- 課題 1 -
越境学習についての下の記事を読み、次の問いに答えてください。
(a) 「越境リーダーズキャンプ」のモデル実証はどこで行われましたか。
(b) 2020年度に自主事業として立ち上げたプロジェクトの名前は何ですか。
(c) 記事では「内的キャリア」を何のことだと説明していますか。

- 抜粋 -
当社人材開発事業「越境リーダーズキャンプ」モデル実証から考察する

越境学習は、今後の次世代リーダー育成に何をもたらすのか(1/4)

社会政策コンサルティング部
担当次長 田中 文隆
主任コンサルタント 森安 亮介
コンサルタント 川崎 康太
コンサルタント 渡邉 武瑠


VUCA 時代と言われる中、企業ミドル層の中には、新たな事業開発や業務変革等既存業務とは一線を画す高度なミッション遂行を期待されるフロントランナーが存在している。他方で、当該人材のエンパワーメントに向けて何をすべきか、各社模索しているのが実情だ。当社では、このような問題意識を踏まえて次世代リーダー育成を企図した「越境リーダーズキャンプ」のモデル実証*1を大分県竹田市にて実施。本稿では、本プログラムを通じて得られた今後の次世代リーダー育成への示唆を紹介する。

1.はじめに

当社は、これまで「多様な『人活』支援サービス創出事業」や「プロフェッショナル人材事業」「中核人材確保事業」等、官公庁の社会実証事業等*2を通じて大企業人材のキャリア自律や地域フィールドでの多様な活躍機会等について人事部、地方公共団体、人材ビジネス会社、中間支援団体等と協働してチャレンジングな取組を支援してきた。また、上記ネットワークや知見等を活用して、2020年度には自主事業としてミドル人材のキャリアを考える「ネクストキャリアプロジェクト」*3を立ち上げ、有識者や企業人事、地域経営支援機関マネジャー等から構成される研究会を設置して、大企業人事部向けアンケート調査やインタビュー調査を実施してきた。

こうしたミドル人材育成に関するケーススタディやキャリア展望に関する議論を進めていく中で、ミドル層は、企業主導のキャリア開発施策の観点では若年層やシニア層と比べて関与が薄く、またミドル自身も公私ともに繁忙で十分に内的キャリア(地位や資格等の外から見たキャリアではなく、働きがいや生きがいに関する価値観のこと)について熟慮する機会や時間を持つことが出来ていないこと及び、その対策の必要性が明らかになってきた。特に、ミドル層の中でも、新たな事業ドメインの開発やドラスティックな業務変革等、既存業務とは一線を画すミッションの最前線に立つ者には、通常の階層別マネジメント研修や専門スキル習得研修だけでは実践性に乏しく不十分であり、現状そのサポートには課題があることも指摘された。さらに、研究会では当該ミッションに挑むミドル層に対しては、社内に育成知見が蓄積されているとは言い難く、管理・指導的な関わり合いよりむしろ、会社を超えた共助や他流試合等、越境学習による気づきの可能性も言及された。

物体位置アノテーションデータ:
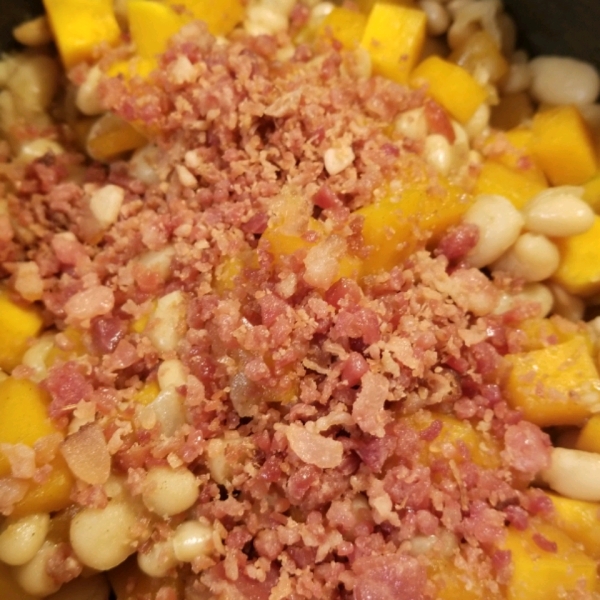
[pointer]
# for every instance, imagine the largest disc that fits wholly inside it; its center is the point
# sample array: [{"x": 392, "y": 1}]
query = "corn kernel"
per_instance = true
[
  {"x": 18, "y": 324},
  {"x": 79, "y": 27},
  {"x": 579, "y": 269},
  {"x": 394, "y": 37},
  {"x": 563, "y": 146},
  {"x": 450, "y": 85},
  {"x": 556, "y": 385}
]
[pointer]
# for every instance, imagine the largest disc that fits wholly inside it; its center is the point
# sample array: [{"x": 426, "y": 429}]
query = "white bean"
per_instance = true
[
  {"x": 558, "y": 212},
  {"x": 438, "y": 19},
  {"x": 574, "y": 474},
  {"x": 84, "y": 588},
  {"x": 159, "y": 560},
  {"x": 102, "y": 538},
  {"x": 32, "y": 576},
  {"x": 438, "y": 153},
  {"x": 499, "y": 224},
  {"x": 191, "y": 539},
  {"x": 532, "y": 257},
  {"x": 412, "y": 124},
  {"x": 21, "y": 539},
  {"x": 560, "y": 80},
  {"x": 168, "y": 491},
  {"x": 171, "y": 374},
  {"x": 105, "y": 204}
]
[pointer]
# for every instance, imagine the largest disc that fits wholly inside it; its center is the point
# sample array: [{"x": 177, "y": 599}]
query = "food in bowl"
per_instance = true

- 課題 2 -
上の物体位置アノテーションデータの行を、すべて一字も変えずに書き写してください。画像は答えに入れないでください。

- 解答 1 -
(a) 大分県竹田市
(b) 「ネクストキャリアプロジェクト」
(c) 地位や資格などの外から見たキャリアではなく、働きがいや生きがいに関する価値観のこと

- 解答 2 -
[pointer]
# for every instance, imagine the largest disc that fits wholly inside it; its center is the point
# sample array: [{"x": 392, "y": 1}]
query = "corn kernel"
per_instance = true
[
  {"x": 18, "y": 324},
  {"x": 79, "y": 27},
  {"x": 579, "y": 269},
  {"x": 394, "y": 37},
  {"x": 563, "y": 146},
  {"x": 450, "y": 85},
  {"x": 556, "y": 385}
]
[pointer]
# for every instance, imagine the largest disc that fits wholly inside it; its center is the point
# sample array: [{"x": 426, "y": 429}]
query = "white bean"
per_instance = true
[
  {"x": 558, "y": 212},
  {"x": 438, "y": 19},
  {"x": 574, "y": 474},
  {"x": 84, "y": 588},
  {"x": 159, "y": 560},
  {"x": 102, "y": 538},
  {"x": 32, "y": 576},
  {"x": 438, "y": 153},
  {"x": 499, "y": 224},
  {"x": 191, "y": 539},
  {"x": 532, "y": 257},
  {"x": 412, "y": 124},
  {"x": 21, "y": 539},
  {"x": 560, "y": 80},
  {"x": 168, "y": 491},
  {"x": 171, "y": 374},
  {"x": 105, "y": 204}
]
[pointer]
# for every instance, imagine the largest disc that fits wholly inside it; its center is the point
# sample array: [{"x": 177, "y": 599}]
query = "food in bowl"
per_instance = true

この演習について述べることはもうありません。